__Task objective__: Please continue the Hadoop Pig tutorial below, picking up right after its final sentence.

__Given text__:
= = = = = = =

In this part of training, we show the usage of Hadoop Pig, a high-level data analysis tool on top of Hadoop MapReduce. Througout the training you will learn how to run interactive shell and run Pig script. We will use feature construction for predictive modeling from longitude data as an example.
Pig provides a shell to manipulate data interactively. Let's start a shell an run that in local mode for demo purpose
pig -x local
and you will see promte as
[info] ...
grunt>
Next, you can input Pig Latin statement, the basic construct of using Pig. For example,
grunt> case_events = LOAD 'case.csv' USING PigStorage(',') AS (patientid:chararray, eventname:chararray, dateoffset:int, value:double);
Here we call the case_events a relation in Pig Latin. In this statement, we load data from case.csv file into case_events relation. We also specified the schema of the data as
(patientid:chararray, eventname:chararray, dateoffset:int, value:double)
which define a four-field tuple with names and type of each field corresponds to our raw data.
You can check the schema using DESCRIBE operator
grunt> DESCRIBE case_events;
case_events: {patientid: chararray,eventname: chararray,dateoffset: int,value: double}
and collect display data with DUMP
grunt> DUMP case_events;
...
(021FB39310BC3797,DRUG67544054730,1352,30.0)
(021FB39310BC3797,DRUG00002021008,1391,10.0)
(021FB39310BC3797,DRUG63304073705,1393,30.0)
(021FB39310BC3797,DRUG36987235901,1456,30.0)
(021FB39310BC3797,DRUG55154239805,1456,10.0)
The shell also provide other commands. Important ones include but not limited to
fs: serve same purpose as hdfs dfs, so that your can type fs -ls directly in pig shell instead of hdfs dfs -ls.pwd: check present working directory in case file is not found.type help to learn more about these commands in pig shell.
Finally, type quit to leave the shell.
In this section, we briefly describe data types. Pig can work with simple type like int, double. More important types are tupe and bag.
Tuple is usually represented with (), for example
(021FB39310BC3797,DRUG55154239805,1456,10.0)
In Pig Latin, we can either fetch field by index (like $0) or by name (like patientid). With index we can also fetch a range of fields. For example $2.. means 2-st to last.
Bag is usually denoted with {}, from result of DESCRIBE case_events we can see case_events itself is a bag. You can regard bag as a special un ordered set that doesn't check duplication.
Check out official doc about data type for more. You will find examples of the type in below samples, pay attention to result of DESCRIBE and you will find types and names of fields.

= = = = = = =

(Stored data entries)
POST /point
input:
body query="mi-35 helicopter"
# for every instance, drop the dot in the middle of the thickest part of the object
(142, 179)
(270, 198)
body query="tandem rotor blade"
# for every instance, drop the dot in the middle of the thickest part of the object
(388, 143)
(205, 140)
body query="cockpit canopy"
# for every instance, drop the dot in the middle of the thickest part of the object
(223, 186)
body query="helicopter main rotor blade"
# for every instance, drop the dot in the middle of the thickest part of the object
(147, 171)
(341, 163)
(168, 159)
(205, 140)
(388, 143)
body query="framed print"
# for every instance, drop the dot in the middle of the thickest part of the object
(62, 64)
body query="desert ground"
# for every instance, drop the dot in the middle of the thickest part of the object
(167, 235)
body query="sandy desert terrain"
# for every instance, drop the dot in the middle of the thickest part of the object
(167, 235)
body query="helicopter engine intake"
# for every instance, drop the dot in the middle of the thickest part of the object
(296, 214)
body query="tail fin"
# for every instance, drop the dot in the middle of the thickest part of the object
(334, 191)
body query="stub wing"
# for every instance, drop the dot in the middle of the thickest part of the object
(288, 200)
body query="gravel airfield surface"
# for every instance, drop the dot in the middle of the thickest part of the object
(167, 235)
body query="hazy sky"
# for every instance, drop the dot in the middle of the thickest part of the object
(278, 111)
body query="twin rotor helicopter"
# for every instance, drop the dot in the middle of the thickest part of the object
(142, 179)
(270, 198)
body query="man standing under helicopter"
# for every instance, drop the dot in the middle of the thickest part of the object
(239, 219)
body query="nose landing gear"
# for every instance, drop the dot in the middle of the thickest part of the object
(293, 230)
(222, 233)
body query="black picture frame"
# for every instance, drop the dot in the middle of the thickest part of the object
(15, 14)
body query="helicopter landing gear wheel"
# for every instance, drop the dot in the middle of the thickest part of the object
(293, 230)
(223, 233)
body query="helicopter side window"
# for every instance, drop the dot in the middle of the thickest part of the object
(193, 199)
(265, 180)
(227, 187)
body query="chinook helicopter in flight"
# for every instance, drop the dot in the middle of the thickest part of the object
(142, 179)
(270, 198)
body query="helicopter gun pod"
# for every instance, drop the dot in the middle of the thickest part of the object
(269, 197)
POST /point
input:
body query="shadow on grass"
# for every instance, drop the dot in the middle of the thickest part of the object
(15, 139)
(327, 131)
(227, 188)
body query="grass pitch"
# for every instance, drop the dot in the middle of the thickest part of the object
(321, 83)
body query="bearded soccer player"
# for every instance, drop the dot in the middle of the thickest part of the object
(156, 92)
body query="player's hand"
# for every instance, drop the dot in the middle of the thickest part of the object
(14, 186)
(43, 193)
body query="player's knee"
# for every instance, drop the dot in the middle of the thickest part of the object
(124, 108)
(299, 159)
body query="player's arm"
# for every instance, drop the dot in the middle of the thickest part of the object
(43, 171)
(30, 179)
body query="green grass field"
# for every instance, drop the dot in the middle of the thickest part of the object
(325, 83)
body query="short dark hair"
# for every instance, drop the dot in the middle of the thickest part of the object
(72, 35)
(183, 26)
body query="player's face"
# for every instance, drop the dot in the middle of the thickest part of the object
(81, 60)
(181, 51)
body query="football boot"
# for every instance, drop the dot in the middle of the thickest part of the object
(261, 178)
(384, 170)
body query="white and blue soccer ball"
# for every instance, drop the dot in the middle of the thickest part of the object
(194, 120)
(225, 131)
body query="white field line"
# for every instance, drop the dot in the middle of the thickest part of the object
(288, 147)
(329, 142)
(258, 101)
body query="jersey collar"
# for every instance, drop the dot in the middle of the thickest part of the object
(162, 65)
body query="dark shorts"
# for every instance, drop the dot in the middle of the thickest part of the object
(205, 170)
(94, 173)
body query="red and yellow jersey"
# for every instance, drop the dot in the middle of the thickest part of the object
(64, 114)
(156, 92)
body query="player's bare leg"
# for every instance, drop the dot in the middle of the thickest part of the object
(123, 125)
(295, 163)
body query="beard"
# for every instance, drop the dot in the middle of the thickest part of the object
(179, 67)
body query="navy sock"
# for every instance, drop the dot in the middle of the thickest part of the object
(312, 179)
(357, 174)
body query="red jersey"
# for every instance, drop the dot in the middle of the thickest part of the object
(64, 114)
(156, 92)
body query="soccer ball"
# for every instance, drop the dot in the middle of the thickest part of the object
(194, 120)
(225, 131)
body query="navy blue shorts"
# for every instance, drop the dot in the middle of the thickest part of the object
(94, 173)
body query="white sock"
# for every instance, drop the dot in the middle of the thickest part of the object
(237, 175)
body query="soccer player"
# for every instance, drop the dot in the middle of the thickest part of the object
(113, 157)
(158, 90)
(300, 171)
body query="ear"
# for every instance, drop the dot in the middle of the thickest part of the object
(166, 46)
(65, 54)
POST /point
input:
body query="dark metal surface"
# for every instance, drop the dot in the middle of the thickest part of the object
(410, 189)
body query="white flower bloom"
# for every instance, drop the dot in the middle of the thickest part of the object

= = = = = = =

__Exercise output__:
Next, you will learn by practicing in the context of feature construction for predictive modeling. You will learn built-in operators like GROUP BY, JOIN as well as User Defined Function (UDF) in python. The result of feature construction will be feature matrix that can be consumed by a lot of machine learning packages.
The process of feature construction is depicted below
We will start from loading raw data. Then we extrat the prediction target(i.e. the patient will have heart failure or not). Next, we aggregate events of patient into features. After that we need to link prediction target and features to compose complete training/testing samples. Finally we split the data into training and testing sets and save.
First, you can check your working directory and availability of raw data file by
grunt> pwd
file:/path/to/bigdata-bootcamp
grunt> ls data
file:/path/to/bigdata-bootcamp/data/case.csv<r 1> 536404
file:/path/to/bigdata-bootcamp/data/control.csv<r 1> 672568
grunt>
Then, let's load the data as a relation
grunt> events = LOAD 'data/' USING PigStorage(',') AS (patientid:chararray, eventname:chararray, dateoffset:int, value:int);
Our data set can be used for predicting heart failure (HF), and we want to predict heart failure one year before it happen. As a result, we need to find the heart failure event date (for case patient, event value is 1 means HF happened, for control patient value is 0 as there's no HF) and filter out events that happended later than one year before HF.
grunt> targets = FILTER events BY eventname == 'heartfailure';
grunt> event_target_pairs = JOIN events by patientid, targets BY patientid;
grunt> filtered_events = FILTER event_target_pairs BY (events::dateoffset <= targets::dateoffset - 365);
After JOIN we have some redundant fields we will no longer need, so that we can project filtered_events into a simpler format.
grunt> filtered_events = FOREACH filtered_events GENERATE $0 AS patientid, $1 AS eventname, $3 AS value;
Notice that as dateoffset is no longer useful after filtering, we droped that.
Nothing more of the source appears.